■ **Prompt**
From top to bottom, write out the listing exactly and skip every picture.

■ **Listed entries**
===============

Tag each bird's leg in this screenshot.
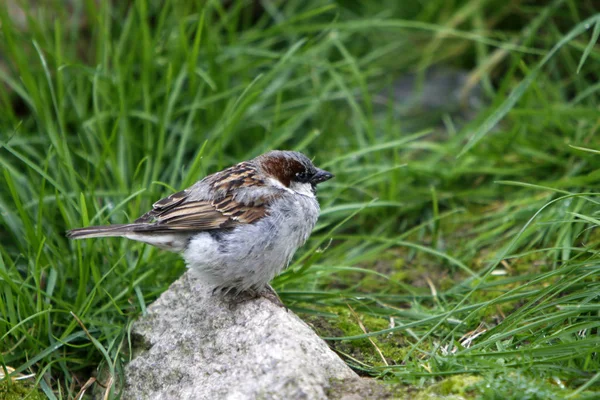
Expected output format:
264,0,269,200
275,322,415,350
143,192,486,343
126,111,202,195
220,288,254,310
259,284,286,309
215,284,286,310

===============

■ **Output for this exercise**
Tag each bird's leg in this screenshot.
Expected output format:
264,0,269,200
275,322,415,350
143,192,486,343
126,111,202,195
220,288,254,310
259,284,286,309
215,284,286,310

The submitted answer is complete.